— WHAT TO DO —
Arrange the lines of the data below as a numbered list, starting at the very first line and ending at the line that contains "51 184 184 263", with both of those lines included. Leave out any blank lines.

Begin

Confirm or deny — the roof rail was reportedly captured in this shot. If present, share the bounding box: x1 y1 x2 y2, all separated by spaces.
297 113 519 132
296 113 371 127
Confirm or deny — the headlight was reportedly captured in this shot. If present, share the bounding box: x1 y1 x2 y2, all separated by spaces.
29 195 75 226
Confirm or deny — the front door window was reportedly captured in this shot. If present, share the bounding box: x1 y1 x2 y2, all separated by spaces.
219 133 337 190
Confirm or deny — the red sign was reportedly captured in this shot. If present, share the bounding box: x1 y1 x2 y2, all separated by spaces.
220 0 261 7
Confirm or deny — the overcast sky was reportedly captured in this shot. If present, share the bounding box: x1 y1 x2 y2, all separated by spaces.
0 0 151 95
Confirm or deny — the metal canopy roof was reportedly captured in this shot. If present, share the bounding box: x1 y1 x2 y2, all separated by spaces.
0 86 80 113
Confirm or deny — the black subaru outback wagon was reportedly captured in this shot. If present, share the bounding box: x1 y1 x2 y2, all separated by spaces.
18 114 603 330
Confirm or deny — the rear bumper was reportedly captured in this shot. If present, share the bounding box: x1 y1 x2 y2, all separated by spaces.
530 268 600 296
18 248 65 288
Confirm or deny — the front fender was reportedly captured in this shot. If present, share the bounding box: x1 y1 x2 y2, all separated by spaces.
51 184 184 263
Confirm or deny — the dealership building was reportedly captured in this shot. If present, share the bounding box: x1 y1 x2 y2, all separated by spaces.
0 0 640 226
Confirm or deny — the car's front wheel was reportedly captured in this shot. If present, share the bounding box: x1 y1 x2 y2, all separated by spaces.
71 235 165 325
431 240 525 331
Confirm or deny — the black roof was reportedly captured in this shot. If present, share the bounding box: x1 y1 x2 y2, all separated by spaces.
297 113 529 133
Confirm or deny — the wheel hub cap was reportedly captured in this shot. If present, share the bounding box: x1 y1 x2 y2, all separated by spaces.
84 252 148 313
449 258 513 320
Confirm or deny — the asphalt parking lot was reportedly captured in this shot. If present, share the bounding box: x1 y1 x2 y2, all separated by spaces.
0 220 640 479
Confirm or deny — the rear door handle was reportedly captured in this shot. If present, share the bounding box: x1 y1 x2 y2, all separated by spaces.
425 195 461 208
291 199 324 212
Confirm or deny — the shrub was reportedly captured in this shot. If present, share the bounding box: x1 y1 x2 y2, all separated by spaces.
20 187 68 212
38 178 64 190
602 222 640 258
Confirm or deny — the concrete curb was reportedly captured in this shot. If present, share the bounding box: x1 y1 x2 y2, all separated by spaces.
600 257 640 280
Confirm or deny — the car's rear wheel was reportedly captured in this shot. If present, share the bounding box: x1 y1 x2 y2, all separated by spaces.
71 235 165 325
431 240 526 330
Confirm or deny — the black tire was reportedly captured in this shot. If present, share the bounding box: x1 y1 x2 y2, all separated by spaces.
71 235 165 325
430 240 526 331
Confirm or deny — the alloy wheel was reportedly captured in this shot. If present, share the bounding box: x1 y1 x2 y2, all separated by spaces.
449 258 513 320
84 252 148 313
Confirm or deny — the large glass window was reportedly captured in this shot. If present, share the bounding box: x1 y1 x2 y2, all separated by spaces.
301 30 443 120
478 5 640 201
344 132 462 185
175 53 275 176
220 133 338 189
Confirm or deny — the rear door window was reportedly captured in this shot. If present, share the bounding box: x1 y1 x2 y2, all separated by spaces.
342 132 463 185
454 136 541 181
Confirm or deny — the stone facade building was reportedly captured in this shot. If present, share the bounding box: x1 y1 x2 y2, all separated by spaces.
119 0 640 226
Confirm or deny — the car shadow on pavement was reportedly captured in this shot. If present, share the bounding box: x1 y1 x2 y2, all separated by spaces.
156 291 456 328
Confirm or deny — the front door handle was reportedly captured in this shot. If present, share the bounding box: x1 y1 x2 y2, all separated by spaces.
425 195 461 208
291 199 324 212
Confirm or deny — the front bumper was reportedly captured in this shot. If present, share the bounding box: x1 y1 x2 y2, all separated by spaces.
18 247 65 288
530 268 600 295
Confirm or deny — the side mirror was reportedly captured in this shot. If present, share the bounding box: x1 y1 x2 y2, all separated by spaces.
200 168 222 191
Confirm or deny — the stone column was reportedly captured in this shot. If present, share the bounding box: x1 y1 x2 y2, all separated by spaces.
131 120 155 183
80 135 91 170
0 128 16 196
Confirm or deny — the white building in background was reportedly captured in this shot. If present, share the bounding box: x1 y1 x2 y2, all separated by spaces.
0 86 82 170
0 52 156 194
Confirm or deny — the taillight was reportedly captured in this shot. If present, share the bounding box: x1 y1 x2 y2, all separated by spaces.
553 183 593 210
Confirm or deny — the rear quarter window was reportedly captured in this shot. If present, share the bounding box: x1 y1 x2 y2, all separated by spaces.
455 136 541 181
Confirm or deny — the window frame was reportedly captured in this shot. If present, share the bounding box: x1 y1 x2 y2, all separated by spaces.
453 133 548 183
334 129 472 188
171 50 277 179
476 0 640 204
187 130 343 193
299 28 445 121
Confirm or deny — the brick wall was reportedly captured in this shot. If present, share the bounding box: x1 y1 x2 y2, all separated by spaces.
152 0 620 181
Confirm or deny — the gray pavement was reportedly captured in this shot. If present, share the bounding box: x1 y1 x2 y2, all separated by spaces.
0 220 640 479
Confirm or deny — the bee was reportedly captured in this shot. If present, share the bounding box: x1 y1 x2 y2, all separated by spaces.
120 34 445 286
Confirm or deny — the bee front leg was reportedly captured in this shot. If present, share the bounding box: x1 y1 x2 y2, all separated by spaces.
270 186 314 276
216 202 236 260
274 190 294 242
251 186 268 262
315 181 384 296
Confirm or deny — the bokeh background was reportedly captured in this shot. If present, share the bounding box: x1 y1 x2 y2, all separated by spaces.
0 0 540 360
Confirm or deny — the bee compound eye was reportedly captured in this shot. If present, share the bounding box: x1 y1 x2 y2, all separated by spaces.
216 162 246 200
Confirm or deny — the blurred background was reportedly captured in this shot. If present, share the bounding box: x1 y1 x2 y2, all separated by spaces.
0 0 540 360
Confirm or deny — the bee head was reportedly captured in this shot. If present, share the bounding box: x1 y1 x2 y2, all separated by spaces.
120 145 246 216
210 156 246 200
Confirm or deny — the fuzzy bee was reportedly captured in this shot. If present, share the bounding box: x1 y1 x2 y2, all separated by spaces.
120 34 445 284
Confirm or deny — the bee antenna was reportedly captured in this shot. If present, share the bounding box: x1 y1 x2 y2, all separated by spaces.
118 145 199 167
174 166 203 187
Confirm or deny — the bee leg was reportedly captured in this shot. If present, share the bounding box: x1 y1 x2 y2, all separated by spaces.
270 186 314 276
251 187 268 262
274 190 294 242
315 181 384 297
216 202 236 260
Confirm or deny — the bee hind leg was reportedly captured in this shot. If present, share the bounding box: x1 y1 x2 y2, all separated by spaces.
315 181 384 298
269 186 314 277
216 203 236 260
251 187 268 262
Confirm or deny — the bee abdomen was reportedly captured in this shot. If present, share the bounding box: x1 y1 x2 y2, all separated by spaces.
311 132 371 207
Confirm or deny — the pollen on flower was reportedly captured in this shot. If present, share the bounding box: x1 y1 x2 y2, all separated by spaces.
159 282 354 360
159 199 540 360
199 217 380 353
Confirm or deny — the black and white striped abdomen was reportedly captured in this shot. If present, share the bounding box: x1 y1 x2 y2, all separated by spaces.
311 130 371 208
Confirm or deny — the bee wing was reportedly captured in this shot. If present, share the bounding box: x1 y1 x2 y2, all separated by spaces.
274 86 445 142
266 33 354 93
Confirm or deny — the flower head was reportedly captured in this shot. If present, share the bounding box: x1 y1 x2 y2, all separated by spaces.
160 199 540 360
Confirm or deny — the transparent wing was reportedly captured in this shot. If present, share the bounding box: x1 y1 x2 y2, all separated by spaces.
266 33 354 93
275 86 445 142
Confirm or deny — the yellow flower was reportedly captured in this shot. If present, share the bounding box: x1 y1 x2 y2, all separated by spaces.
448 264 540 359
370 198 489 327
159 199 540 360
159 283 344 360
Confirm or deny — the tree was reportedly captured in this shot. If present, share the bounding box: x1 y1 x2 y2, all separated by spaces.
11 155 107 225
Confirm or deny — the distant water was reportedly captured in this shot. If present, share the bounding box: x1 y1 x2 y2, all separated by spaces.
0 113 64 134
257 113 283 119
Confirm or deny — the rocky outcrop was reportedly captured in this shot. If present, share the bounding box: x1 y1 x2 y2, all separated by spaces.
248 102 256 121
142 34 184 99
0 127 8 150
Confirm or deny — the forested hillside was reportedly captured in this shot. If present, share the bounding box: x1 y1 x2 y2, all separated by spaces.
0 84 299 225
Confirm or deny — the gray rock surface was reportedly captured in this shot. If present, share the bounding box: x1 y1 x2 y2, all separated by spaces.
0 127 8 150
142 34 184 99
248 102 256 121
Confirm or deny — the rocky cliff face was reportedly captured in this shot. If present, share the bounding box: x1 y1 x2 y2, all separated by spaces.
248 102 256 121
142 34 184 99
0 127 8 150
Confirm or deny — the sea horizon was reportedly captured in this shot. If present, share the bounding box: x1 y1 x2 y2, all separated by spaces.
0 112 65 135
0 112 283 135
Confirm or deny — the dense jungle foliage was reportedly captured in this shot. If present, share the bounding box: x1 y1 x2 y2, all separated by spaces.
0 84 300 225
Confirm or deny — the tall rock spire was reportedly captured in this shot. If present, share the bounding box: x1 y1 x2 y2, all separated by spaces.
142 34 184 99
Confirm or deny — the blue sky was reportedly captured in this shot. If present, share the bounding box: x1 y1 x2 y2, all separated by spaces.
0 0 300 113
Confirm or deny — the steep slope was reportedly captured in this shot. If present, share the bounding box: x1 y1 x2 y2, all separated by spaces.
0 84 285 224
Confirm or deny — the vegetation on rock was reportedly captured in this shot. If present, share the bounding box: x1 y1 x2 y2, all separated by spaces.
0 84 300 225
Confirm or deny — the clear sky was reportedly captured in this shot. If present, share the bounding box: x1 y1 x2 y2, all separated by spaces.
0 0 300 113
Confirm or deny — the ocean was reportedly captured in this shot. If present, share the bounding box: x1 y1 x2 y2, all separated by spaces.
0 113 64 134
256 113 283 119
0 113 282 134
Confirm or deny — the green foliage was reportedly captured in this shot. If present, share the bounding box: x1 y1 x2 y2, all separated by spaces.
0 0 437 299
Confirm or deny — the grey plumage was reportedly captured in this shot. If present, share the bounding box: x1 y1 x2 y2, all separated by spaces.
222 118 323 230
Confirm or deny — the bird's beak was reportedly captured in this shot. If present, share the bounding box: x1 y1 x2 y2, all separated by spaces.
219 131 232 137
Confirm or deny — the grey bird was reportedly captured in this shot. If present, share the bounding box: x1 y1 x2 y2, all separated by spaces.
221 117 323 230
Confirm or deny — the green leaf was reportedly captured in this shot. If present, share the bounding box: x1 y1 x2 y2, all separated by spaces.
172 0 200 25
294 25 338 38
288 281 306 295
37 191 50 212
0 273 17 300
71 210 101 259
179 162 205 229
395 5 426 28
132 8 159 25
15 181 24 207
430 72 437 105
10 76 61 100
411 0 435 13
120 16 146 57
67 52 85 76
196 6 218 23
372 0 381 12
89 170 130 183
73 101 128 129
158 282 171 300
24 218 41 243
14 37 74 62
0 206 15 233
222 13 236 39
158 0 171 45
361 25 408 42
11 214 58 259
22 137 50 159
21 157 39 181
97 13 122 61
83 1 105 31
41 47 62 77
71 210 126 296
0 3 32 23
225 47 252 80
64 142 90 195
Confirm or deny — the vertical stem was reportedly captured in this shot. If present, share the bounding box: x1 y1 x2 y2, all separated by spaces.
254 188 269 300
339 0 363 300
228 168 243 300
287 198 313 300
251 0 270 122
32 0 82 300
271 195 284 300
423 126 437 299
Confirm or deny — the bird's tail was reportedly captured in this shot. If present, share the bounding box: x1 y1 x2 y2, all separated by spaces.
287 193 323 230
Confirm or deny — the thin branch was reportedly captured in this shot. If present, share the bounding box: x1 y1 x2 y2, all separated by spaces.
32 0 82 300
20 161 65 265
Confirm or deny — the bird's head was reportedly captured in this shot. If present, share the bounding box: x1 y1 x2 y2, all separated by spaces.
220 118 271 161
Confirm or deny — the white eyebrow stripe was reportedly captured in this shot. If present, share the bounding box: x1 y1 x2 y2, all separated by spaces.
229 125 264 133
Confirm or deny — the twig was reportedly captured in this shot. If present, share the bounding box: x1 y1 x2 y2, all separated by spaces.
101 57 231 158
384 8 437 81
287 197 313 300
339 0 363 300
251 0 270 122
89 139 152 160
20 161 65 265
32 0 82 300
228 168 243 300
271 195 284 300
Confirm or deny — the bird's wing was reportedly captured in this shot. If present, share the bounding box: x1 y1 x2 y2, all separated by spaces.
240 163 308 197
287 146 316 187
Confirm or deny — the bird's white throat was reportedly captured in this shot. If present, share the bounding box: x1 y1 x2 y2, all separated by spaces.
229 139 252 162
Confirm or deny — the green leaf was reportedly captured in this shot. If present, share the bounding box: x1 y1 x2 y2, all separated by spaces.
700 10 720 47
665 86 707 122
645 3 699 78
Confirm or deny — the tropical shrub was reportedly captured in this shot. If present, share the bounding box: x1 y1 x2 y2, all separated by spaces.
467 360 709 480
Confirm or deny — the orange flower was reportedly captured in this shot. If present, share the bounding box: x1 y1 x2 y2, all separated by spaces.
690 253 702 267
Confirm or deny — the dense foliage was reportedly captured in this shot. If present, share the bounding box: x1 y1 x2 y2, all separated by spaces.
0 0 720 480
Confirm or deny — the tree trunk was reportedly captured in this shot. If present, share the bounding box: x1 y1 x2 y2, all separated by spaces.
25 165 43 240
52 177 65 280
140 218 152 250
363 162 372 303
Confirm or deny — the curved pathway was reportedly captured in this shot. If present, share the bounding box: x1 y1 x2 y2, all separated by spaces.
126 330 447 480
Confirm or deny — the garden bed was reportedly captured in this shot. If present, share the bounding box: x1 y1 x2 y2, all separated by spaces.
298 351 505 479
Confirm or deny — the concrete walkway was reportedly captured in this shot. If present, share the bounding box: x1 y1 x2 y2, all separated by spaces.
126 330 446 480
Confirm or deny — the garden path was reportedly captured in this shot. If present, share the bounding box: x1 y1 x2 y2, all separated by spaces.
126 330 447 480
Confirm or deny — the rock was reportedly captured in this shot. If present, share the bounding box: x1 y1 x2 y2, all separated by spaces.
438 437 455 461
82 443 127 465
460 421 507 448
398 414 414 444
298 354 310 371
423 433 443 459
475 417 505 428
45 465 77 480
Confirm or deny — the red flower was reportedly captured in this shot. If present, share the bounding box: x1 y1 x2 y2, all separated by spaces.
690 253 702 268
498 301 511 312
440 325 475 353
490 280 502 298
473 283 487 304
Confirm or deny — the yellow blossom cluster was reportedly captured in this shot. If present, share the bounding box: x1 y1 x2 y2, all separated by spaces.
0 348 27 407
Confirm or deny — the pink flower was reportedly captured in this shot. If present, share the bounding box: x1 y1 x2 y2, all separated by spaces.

End

— WORKED ANSWER —
1. Confirm or deny — the roof rail was reportedly captured in this shot. If present, share the bounding box: x1 y1 x2 y2, all separated by spaces.
2. 297 113 519 132
3. 296 113 371 127
4. Confirm or deny — the headlight was reportedly captured in this shot. If present, share the bounding box: x1 y1 x2 y2, all separated by spaces.
5. 29 195 75 226
6. Confirm or deny — the front door window was reportedly captured in this shot. If present, share the bounding box: x1 y1 x2 y2, all separated by spaces.
7. 219 133 337 190
8. Confirm or deny — the red sign was reportedly captured in this shot. If present, share the bounding box: x1 y1 x2 y2, all separated by spaces.
9. 220 0 261 7
10. Confirm or deny — the overcast sky was reportedly captured in this shot. If present, share the bounding box: x1 y1 x2 y2, all separated by spaces.
11. 0 0 151 95
12. Confirm or deny — the metal canopy roof was reportedly captured in this shot. If present, share the bounding box: x1 y1 x2 y2, all separated by spaces.
13. 0 86 80 113
14. Confirm or deny — the black subaru outback wagon was reportedly captured in this shot. If present, share the bounding box: x1 y1 x2 y2, all separated by spaces.
15. 18 114 603 330
16. Confirm or deny — the rear bumper was reportedly captured in this shot. If present, share the bounding box: x1 y1 x2 y2, all separated by spaces.
17. 530 268 600 296
18. 18 248 65 288
19. Confirm or deny — the front fender was reportedly captured in this shot. If present, share the bounding box: x1 y1 x2 y2, all separated by spaces.
20. 51 184 184 263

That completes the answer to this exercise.